[Referring expression data]

+===+

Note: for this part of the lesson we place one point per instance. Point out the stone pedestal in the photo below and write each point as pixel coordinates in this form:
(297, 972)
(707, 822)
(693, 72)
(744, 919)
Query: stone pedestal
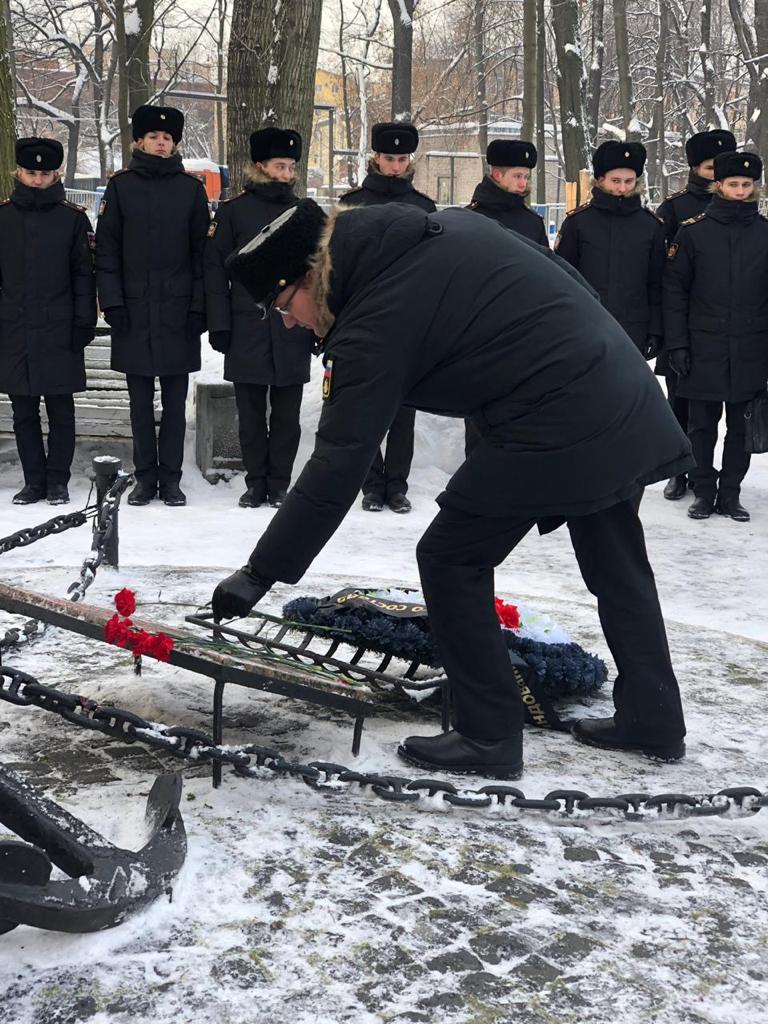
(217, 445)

+===+

• Work instructions:
From the first line to the last, retype the data exactly, without images.

• Result for this task:
Note: for this part of the lesson we place one point per instance. Point out the stone pedestal in the photo below and write each point as pixel coordinates in this form:
(297, 972)
(707, 822)
(693, 72)
(744, 919)
Query: stone pedestal
(217, 445)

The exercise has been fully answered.